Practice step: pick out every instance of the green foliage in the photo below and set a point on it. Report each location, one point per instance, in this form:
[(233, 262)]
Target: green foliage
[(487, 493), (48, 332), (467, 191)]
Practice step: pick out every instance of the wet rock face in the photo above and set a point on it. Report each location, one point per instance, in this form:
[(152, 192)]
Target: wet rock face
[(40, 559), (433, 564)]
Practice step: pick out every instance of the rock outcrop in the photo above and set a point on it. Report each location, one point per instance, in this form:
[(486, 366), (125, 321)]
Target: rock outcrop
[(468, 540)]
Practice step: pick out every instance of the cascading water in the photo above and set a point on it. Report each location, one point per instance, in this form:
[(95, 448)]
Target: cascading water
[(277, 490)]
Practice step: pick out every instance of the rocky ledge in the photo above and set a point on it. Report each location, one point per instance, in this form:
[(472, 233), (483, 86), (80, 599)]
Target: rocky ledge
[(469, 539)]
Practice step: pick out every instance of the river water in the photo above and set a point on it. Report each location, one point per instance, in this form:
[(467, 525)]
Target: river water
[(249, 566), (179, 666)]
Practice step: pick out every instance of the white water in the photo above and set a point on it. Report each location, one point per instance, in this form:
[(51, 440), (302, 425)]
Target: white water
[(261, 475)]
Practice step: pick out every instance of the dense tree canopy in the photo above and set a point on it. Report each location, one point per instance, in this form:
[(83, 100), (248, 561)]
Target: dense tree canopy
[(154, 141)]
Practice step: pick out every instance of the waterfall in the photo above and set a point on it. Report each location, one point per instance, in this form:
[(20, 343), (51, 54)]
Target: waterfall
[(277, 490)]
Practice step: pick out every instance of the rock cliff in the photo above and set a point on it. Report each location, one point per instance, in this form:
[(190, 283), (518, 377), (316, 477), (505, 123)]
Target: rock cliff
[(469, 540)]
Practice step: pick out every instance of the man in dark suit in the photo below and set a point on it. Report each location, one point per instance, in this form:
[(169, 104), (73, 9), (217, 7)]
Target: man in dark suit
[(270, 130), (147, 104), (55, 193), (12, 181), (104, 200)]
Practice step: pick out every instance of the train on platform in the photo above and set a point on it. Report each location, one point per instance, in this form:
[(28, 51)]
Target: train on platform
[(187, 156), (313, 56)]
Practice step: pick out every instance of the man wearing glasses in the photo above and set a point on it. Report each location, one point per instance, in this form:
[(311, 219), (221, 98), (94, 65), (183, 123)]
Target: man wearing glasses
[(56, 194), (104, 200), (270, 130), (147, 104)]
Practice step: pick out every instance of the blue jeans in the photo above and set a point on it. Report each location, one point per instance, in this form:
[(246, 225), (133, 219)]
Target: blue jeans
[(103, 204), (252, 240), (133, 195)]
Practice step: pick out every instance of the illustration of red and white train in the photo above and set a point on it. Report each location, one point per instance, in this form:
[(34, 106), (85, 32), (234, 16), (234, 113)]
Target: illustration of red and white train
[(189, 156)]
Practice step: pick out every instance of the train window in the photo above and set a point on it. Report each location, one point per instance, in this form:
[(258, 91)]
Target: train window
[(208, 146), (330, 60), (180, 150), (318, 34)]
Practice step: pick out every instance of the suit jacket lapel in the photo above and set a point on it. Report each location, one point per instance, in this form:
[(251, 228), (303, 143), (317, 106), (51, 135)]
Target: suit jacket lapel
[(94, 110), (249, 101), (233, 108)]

Work to be completed:
Give every line of the records above as a JSON list of strings, one string per line, leaving out blank lines.

Final result:
[
  "Practice step: pick out every instance of the green foliage in the photo below and set a point on it. Report each location, one point per instance, in this form:",
  "[(233, 262)]",
  "Target: green foliage",
  "[(487, 493), (48, 332), (467, 191)]",
  "Practice step: pick out every instance of the wet rock face in the photo above and set a point on it. Report each location, one point per instance, in this form:",
  "[(152, 192)]",
  "Target: wet rock face",
  "[(40, 559), (433, 564)]",
  "Practice step: pick out every instance of the rock outcrop in the photo above and set a point on it. Report each location, one point per instance, in this form:",
  "[(486, 366), (125, 321)]",
  "Target: rock outcrop",
  "[(468, 540)]",
  "Practice step: pick out every instance of the cascading water in the photo above and set a point on it. Report each location, one point per instance, in this form:",
  "[(95, 448)]",
  "Target: cascading water",
  "[(277, 490)]",
  "Practice step: pick out every instance of the rocky ledge in the photo above and set a point on it. Report each location, one point per instance, in this form:",
  "[(472, 233), (483, 86), (80, 599)]",
  "Target: rocky ledge",
  "[(469, 539)]",
  "Practice step: pick out every instance of the river water in the photo above and set a point on it. Report each location, one point per instance, in this form:",
  "[(467, 525)]",
  "Target: river water",
  "[(249, 566), (179, 666)]",
  "Practice step: pick out every instance of the white water in the photo above and set a point on it. Report each location, one point per instance, in this form:",
  "[(51, 440), (302, 425)]",
  "Target: white water",
  "[(261, 475)]",
  "Practice step: pick out every instance of the dense tree canopy in the photo above and set a point on it. Report each location, one point per instance, in this form:",
  "[(83, 100), (248, 561)]",
  "Target: dense tree canopy",
  "[(154, 141)]",
  "Practice step: pick out every instance of the waterfall in the photo above and set a point on it. Report each location, one point per instance, in this form:",
  "[(20, 343), (51, 54)]",
  "Target: waterfall",
  "[(277, 490)]",
  "Practice step: pick out every instance of the rock cliff in the photo above and set a point on it. Report each location, one point per instance, in this form:",
  "[(190, 283), (518, 377), (316, 477), (505, 123)]",
  "Target: rock cliff",
  "[(469, 540)]",
  "Practice step: pick out every instance of the man in dark suit in the photo below and set a point on it. Report each location, one point per instance, in this form:",
  "[(169, 104), (73, 9), (217, 7)]",
  "Target: man in dark suit",
  "[(270, 130), (147, 104), (55, 193), (12, 181), (104, 200)]",
  "Practice step: pick out every instance of the train on platform in the photo above and set a point on it. Report each location, one point per instance, in this form:",
  "[(28, 51)]",
  "Target: train on platform",
  "[(187, 156), (313, 56)]",
  "Practice step: pick out every instance of the man wearing glasses in the photo above and set a point on it. Report each location, one point per instance, in this form:",
  "[(311, 219), (221, 98), (94, 65), (183, 123)]",
  "Target: man wearing glasses",
  "[(56, 194), (104, 200), (270, 130), (147, 104)]",
  "Practice step: pick out every instance of the blue jeans in the photo above and set a point on it. Report each location, one point per instance, in this form:",
  "[(246, 225), (133, 219)]",
  "Target: blue jeans",
  "[(103, 204), (252, 240), (133, 195)]",
  "Practice step: pick out every instance of the illustration of red and white train in the photo above and set a point on it. Report each location, one point per instance, in this form:",
  "[(34, 106), (85, 32), (234, 16), (234, 113)]",
  "Target: illustration of red and white train",
  "[(189, 156)]",
  "Practice step: pick out every instance of the train window in the photo above and set a point on it. Report each location, one point per instance, in this form:",
  "[(258, 91)]",
  "Target: train window",
  "[(208, 146), (330, 60), (180, 150), (318, 34)]",
  "Practice step: pick out every instance of the suit jacket lapel in the photo above and set a point on it. Report each location, one point per instance, in this form:",
  "[(251, 228), (303, 143), (317, 106), (51, 135)]",
  "Target: suit jacket lapel",
  "[(94, 110), (249, 101), (233, 108)]"
]